WHAT YOU ARE ASKED TO DO:
Can you continue the passage below on CEO pay and worker pay at low-wage firms, picking up after its final sentence?

TEXT PASSAGE:
- - - - - - -
By contrast, CEO pay at these same 300 low-wage firms soared 31 percent to an average of $10.6 million. This stunning increase drove the average gap between CEO and median worker pay at these companies to 670-to-1, up from 604-to-1 in 2020. At 49 of the 300 firms, pay ratios topped 1,000-to-1.
Amazon's new CEO, Andy Jassy, raked in $212.7 million last year, making him the highest-paid CEO in our corporate low-wage sample. Jassy's pay amounts to 6,474 times the $32,855 take-home of Amazon's typical worker.
Of the 106 companies in our sample where median worker pay did not keep pace with inflation, 67 blew a combined total of $43.7 billion on stock buybacks. This financial maneuver inflates executive stock-based pay and drains capital from worker raises, R&D, and other productivity-boosting investments.
- - - - - - -
DATA FOR REVIEW:
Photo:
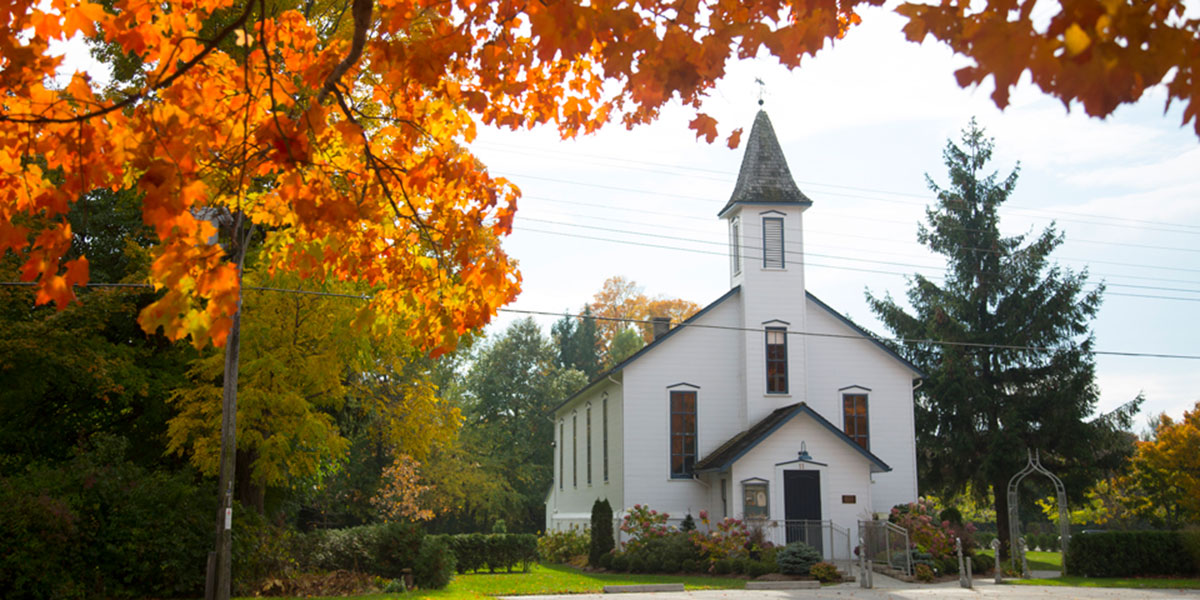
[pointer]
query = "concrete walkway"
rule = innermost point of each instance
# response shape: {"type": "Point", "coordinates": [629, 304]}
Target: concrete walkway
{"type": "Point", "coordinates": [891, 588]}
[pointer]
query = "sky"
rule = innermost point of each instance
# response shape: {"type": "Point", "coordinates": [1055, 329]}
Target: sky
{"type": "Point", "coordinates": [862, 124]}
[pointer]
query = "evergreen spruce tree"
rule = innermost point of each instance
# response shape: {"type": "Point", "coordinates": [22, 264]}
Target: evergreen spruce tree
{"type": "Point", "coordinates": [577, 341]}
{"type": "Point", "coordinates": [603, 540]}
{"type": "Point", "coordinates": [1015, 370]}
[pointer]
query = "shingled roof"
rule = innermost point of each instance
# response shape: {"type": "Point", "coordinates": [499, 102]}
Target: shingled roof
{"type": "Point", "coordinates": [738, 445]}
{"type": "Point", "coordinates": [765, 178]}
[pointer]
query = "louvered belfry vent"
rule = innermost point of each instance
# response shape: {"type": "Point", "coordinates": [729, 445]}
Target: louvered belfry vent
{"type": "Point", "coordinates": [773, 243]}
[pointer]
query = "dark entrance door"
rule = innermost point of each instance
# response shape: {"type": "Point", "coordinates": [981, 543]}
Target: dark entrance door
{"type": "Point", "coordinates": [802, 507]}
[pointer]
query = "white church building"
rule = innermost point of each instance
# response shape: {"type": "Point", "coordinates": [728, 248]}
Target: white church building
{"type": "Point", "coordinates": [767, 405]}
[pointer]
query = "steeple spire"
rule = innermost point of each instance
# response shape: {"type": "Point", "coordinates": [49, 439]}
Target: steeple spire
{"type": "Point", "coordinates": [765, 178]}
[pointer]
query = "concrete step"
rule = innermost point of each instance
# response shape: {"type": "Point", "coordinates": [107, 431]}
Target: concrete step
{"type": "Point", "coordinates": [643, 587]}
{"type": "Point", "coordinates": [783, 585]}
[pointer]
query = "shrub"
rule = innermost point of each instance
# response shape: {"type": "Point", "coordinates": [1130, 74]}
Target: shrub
- - - - - - -
RESULT:
Corporate America's perverse pay practices become even more disturbing when we consider another often overlooked reality: Ordinary Americans are supporting our inequitable corporate economic order through the hundreds of billions of dollars in taxpayer-funded contracts and subsidies that flow every year to for-profit businesses.
Of the 300 companies in our sample, 40 percent received federal contracts totaling $37.2 billion over the past few years.
CEO pay apologists regularly argue that corporate leaders deserve their massive compensation packages because they bear enormous responsibilities and must take extraordinary risks. This argument quickly falls apart when we compare CEOs at major contractors with the government officials ultimately responsible for their contracts.
The U.S. secretary of defense, for instance, manages the country's largest workforce--more than 2 million employees--and makes life-and-death decisions on a daily basis. And yet the defense secretary and other Biden cabinet members make just $221,400 per year, less than three times as much as the $76,668 average federal employee annual pay.
By contrast, at the low-wage contractors we studied, CEO pay averaged $11.8 million and the average CEO-worker pay ratio sat at 571-to-1 in 2021.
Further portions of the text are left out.